Tantangan:
• 1. Menurut berita tentang peran BPOM, di kota mana Nihayatul Wafiroh menghadiri Rapat Evaluasi Tahunan BPOM?
• 2. Ketik ulang bagian berita tentang peran BPOM mulai dari "Melihat tanggung jawab" sampai "makanan dan kosmetik.".
• 3. Lanjutkan berita tentang peran BPOM setelah kalimat terakhirnya.

Jakarta, spiritnews.co.id – Wakil Ketua Komisi IX DPR RI, Nihayatul Wafiroh, menyoroti minimnya peran Badan Pengawasan Obat dan Makanan (BPOM) di Indonesia.
Menurut Ninik (sapaan akrab Nihayatul Wafiroh), tanggung jawab pekerjaan di BPOM sangat luar biasa, apalagi kondisi perdagangan internasional yang sangat terbuka dan berimplikasi pada peredaran obat, makanan dan kosmetik yang bebas masuk ke Indonesia.
“Belum lagi sulitnya medan. Saya tahu belum banyak Provinsi yang memiliki BPOM di tingkat lokal. Sehingga saya tidak bisa membayangkan Indonesia dengan geografis yang sulit peran petugas untuk memastikan obat, makanan dan kosmetik rakyat Indonesia aman,” kata Ninik saat menghadiri Rapat Evaluasi Tahunan BPOM di Surabaya, Selasa (12/11/2019).
Melihat tanggung jawab berat tersebut, Politisi Partai Kebangkitan Bangsa (PKB) ini menilai sudah saatnya peran dan wewenang BPOM ditingkatkan. Menurutnya BPOM tidak cukup hanya mengawasi, namun juga harus bisa menindak tegas pelaku kejahatan obat, makanan dan kosmetik.
“Tentu ini bukan pekerjaan mudah. Karena itu kami di Komisi IX berkomitmen untuk menyegerakan pengesahan RUU Pengawasan Obat dan Makanan. Kami di tingkat pimpinan sudah rapat internal dan sepakat RUU ini akan menjadi prioritas pada periode ini,” jelasnya.

[Anotasi titik untuk foto]
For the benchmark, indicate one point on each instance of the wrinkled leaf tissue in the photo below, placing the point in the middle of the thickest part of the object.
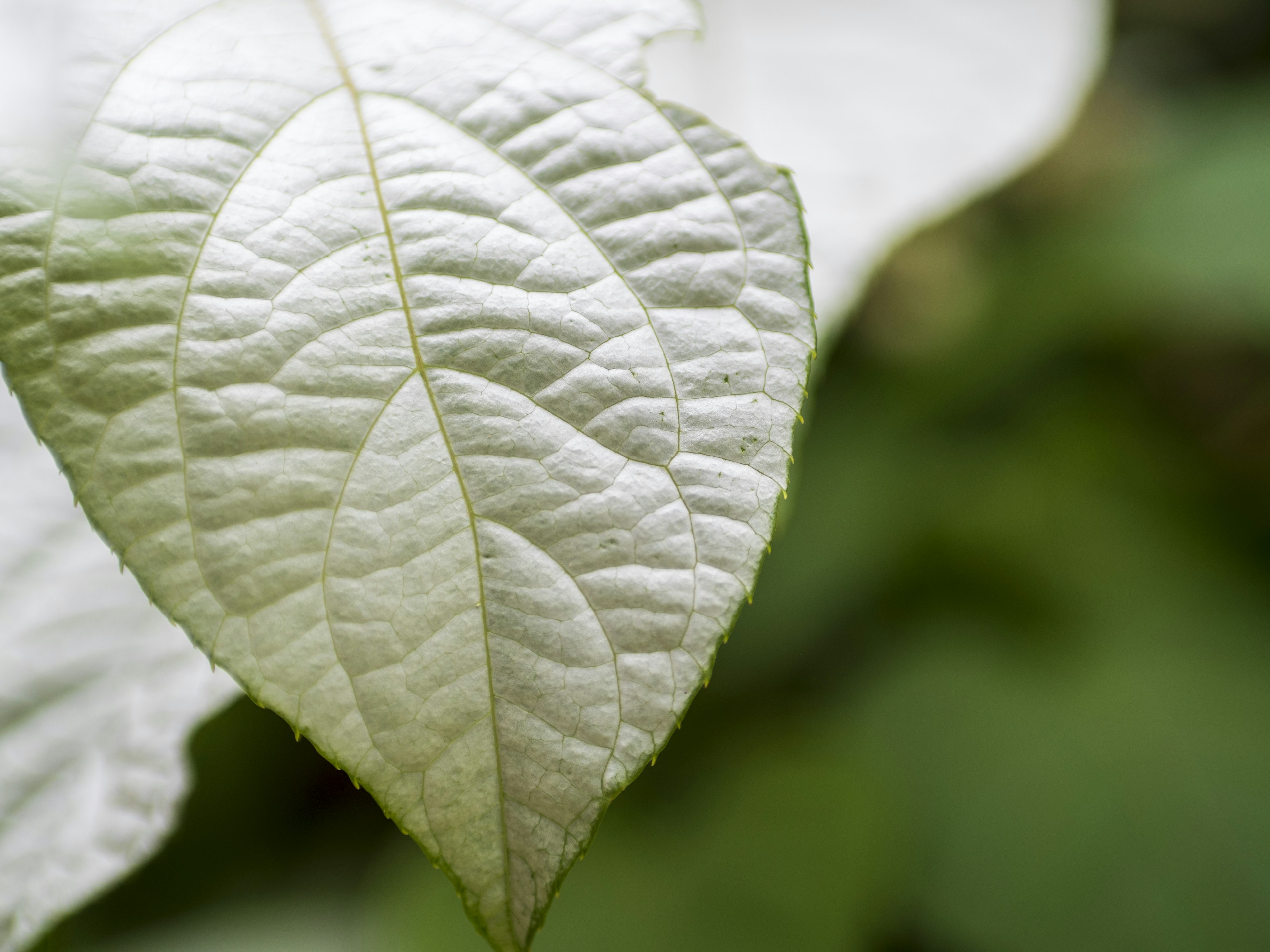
(432, 376)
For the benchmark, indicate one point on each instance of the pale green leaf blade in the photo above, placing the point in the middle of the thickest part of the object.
(891, 112)
(437, 381)
(98, 695)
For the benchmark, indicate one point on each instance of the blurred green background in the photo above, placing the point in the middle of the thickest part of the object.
(1005, 685)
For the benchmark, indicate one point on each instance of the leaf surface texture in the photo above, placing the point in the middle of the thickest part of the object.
(98, 694)
(434, 377)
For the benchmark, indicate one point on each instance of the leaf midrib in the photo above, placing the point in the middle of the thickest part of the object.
(422, 367)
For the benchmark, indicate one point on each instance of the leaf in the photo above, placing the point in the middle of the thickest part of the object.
(892, 112)
(97, 697)
(436, 380)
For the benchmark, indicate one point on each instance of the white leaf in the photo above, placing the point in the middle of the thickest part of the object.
(434, 377)
(891, 112)
(98, 695)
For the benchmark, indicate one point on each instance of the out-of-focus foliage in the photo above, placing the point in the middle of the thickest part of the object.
(1006, 680)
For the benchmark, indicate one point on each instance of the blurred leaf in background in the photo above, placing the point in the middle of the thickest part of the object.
(1006, 680)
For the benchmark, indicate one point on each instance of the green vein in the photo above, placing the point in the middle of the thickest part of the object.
(356, 97)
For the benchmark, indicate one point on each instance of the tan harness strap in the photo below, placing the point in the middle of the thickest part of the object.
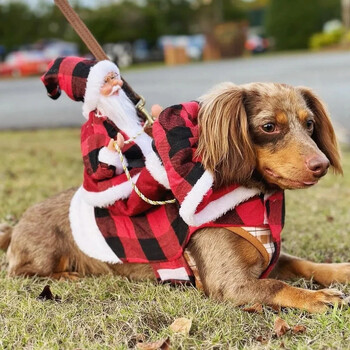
(254, 241)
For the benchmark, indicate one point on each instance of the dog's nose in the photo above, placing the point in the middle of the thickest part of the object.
(318, 165)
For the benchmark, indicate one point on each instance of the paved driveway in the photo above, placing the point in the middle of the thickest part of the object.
(23, 103)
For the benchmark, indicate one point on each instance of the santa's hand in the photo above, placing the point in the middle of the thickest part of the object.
(156, 110)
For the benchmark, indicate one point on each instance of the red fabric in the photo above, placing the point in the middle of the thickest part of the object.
(68, 74)
(159, 235)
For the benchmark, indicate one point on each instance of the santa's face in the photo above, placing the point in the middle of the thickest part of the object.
(111, 84)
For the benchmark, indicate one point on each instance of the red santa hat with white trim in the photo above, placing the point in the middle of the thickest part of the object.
(80, 78)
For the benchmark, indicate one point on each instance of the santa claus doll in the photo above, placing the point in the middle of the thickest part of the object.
(109, 219)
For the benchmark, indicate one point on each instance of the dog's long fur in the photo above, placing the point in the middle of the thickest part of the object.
(261, 135)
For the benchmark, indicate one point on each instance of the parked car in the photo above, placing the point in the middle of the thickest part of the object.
(119, 53)
(23, 63)
(256, 43)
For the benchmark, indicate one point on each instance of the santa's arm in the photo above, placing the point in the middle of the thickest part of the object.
(100, 160)
(176, 138)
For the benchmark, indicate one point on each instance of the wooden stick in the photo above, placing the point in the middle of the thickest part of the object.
(96, 49)
(81, 29)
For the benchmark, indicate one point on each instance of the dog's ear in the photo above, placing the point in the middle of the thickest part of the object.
(225, 146)
(324, 134)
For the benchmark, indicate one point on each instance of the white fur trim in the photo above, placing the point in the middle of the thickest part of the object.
(94, 83)
(173, 274)
(143, 141)
(86, 233)
(111, 158)
(109, 196)
(214, 209)
(156, 169)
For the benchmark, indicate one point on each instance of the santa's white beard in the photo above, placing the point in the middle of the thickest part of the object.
(121, 111)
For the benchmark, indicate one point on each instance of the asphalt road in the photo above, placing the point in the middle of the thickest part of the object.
(24, 104)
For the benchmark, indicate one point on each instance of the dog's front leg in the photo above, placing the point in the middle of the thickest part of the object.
(229, 267)
(289, 267)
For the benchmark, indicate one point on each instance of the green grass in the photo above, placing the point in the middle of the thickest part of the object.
(111, 313)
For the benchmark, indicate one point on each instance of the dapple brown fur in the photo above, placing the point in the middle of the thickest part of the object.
(235, 149)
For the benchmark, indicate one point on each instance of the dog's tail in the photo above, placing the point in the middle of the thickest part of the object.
(5, 236)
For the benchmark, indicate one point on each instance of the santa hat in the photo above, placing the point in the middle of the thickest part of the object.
(81, 79)
(68, 74)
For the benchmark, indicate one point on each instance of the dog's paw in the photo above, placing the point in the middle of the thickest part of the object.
(332, 273)
(322, 299)
(66, 275)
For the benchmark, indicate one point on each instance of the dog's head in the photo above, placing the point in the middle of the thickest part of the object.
(267, 135)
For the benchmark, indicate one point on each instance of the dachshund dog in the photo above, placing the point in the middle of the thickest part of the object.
(260, 135)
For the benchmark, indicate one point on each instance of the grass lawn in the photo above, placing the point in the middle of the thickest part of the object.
(113, 313)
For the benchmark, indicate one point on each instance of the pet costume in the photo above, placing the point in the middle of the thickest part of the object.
(105, 228)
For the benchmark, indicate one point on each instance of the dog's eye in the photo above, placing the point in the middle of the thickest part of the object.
(310, 125)
(269, 127)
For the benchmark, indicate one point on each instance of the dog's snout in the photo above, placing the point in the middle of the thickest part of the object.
(318, 165)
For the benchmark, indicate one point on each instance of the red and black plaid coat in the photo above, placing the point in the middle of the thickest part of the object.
(159, 235)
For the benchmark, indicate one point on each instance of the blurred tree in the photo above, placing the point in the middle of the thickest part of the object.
(291, 23)
(346, 13)
(17, 25)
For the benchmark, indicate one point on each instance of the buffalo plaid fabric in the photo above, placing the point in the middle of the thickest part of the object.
(96, 134)
(68, 74)
(158, 235)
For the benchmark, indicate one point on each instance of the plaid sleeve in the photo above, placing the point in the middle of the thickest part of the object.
(93, 143)
(176, 137)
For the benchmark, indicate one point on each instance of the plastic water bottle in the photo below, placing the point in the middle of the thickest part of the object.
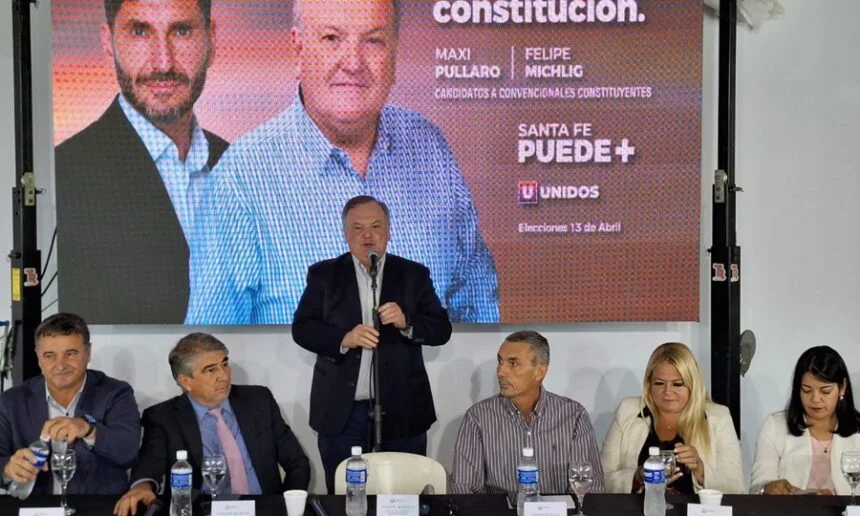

Hasil Latihan:
• 1. Di Surabaya.

• 2.
Melihat tanggung jawab berat tersebut, Politisi Partai Kebangkitan Bangsa (PKB) ini menilai sudah saatnya peran dan wewenang BPOM ditingkatkan. Menurutnya BPOM tidak cukup hanya mengawasi, namun juga harus bisa menindak tegas pelaku kejahatan obat, makanan dan kosmetik.

• 3.
Guna memuluskan hal ini, Ninik bersama dengan pimpinan Komisi IX lainnya akan menggelar Rapat Pleno.
“Dan besok (Rabu, 13/11/2019) kami akan rapat pleno pimpinan Komisi IX untuk memastikan RUU tersebut menjadi RUU prioritas tahun 2020. Harapan saya pada rapat bulan Januari 2020 mendatang, RUU ini sudah selesai,” katanya.
Peraih penghargaan legislator terbaik 2018 versi Panggung Indonesia ini menilai keberadaan RUU ini sangat penting. Ninik mengaku prihatin melihat petugas BPOM yang hanya bisa memastikan kualitas obat, makanan dan kosmetik rakyat Indonesia harus sehat dan layak. Tetapi ketika menemukan makanan yang tidak sehat, mereka tidak punya payung hukum untuk melakukan tindakan.
“Lalu saya berpikir, masak fungsi BPOM ini hanya untuk mengawasi saja? Apakah BPOM tidak bisa menangkap dan menindak pelaku kejahatan obat, makanan dan kosmetik?,” paparnya.
Legislator asal Banyuwangi, Jawa Timur ini menjelaskan salah satu point yang ada dalam RUU Pengawasan Obat dan Makanan adalah tentang fungsi BPOM untuk membina industri-industri kecil agar tidak menggunakan dan memasukkan bahan-bahan yang tidak tepat dalam produksinya, baik obat, makanan maupun kosmetik.
“Dalam RUU ini juga membahas tentang pengawasan BPOM yang lebih luas. Terutama terkait dengan penguatan fungsi penegakan hukum bagi pelaku kejahatan obat, makanan dan kosmetik,” ungkapnya.(rls/sir)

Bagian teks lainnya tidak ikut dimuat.